------ DATA ENTRIES ------

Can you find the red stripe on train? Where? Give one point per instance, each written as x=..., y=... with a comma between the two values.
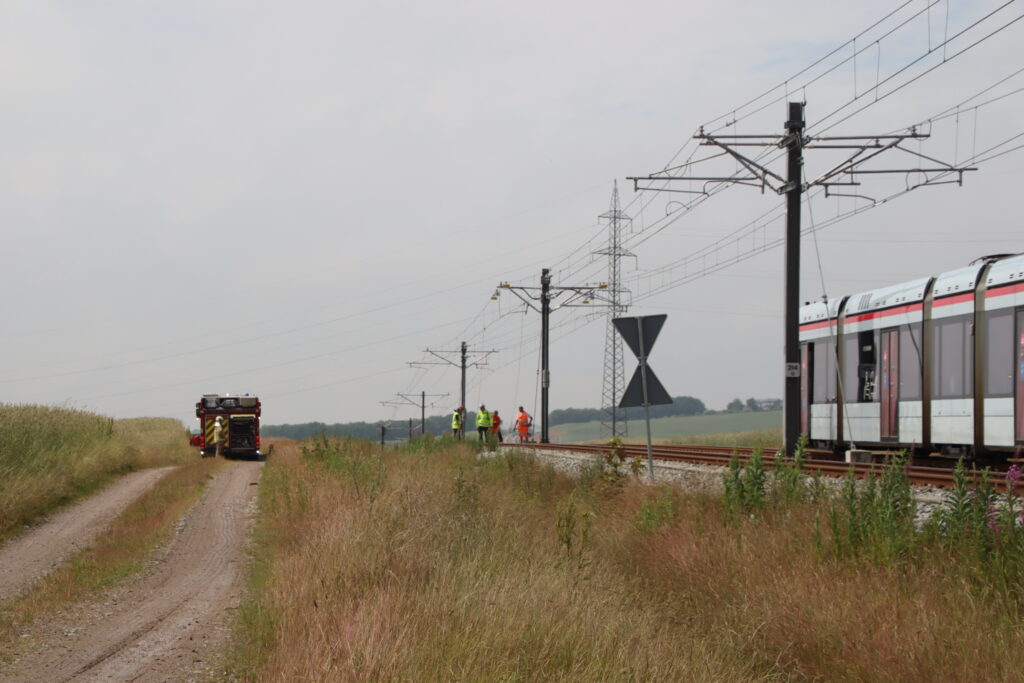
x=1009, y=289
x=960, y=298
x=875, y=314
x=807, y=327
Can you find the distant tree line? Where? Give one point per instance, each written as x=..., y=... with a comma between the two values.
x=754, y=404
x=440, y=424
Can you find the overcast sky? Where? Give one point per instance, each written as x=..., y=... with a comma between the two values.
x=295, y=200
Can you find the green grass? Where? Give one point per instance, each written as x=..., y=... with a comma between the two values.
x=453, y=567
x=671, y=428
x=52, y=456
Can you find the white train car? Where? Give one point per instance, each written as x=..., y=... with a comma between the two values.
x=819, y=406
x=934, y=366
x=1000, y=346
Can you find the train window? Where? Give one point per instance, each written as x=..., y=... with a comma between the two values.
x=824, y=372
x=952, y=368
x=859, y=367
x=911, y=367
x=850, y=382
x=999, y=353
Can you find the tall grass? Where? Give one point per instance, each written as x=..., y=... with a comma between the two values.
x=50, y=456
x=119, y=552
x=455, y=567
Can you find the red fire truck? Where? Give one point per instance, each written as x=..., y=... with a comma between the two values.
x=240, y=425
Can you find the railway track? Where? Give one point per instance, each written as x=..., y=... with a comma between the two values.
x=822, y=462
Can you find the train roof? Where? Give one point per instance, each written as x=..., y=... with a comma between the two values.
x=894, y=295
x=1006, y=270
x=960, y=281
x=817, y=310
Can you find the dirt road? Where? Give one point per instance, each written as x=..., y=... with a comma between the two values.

------

## DIRECTIONS FOR THIS TASK
Rewrite the lines starting at the one containing "Can you find the overcast" and ending at the one containing "x=455, y=567", replacing "train window" with "passenger window" and leaving everything else unchanged. Return only those lines.

## ANSWER BELOW
Can you find the overcast sky? Where? Give one point per instance, each written as x=..., y=... with a comma between the two values.
x=295, y=200
Can you find the green grass? Where? Give one point per instance, each written as x=..., y=... with a comma between the two values.
x=453, y=567
x=671, y=428
x=52, y=456
Can you find the white train car? Where? Give one point per instance, each written as x=..., y=... with a comma between the two values.
x=819, y=406
x=934, y=366
x=1000, y=346
Can you find the passenger window? Where? Give one point per instance, each written as x=..., y=... with a comma between the two values.
x=824, y=372
x=952, y=368
x=859, y=367
x=911, y=367
x=850, y=382
x=999, y=353
Can you find the tall grass? Where? Give one point per instance, each written as x=..., y=... with a comma between the two values.
x=50, y=456
x=119, y=552
x=455, y=567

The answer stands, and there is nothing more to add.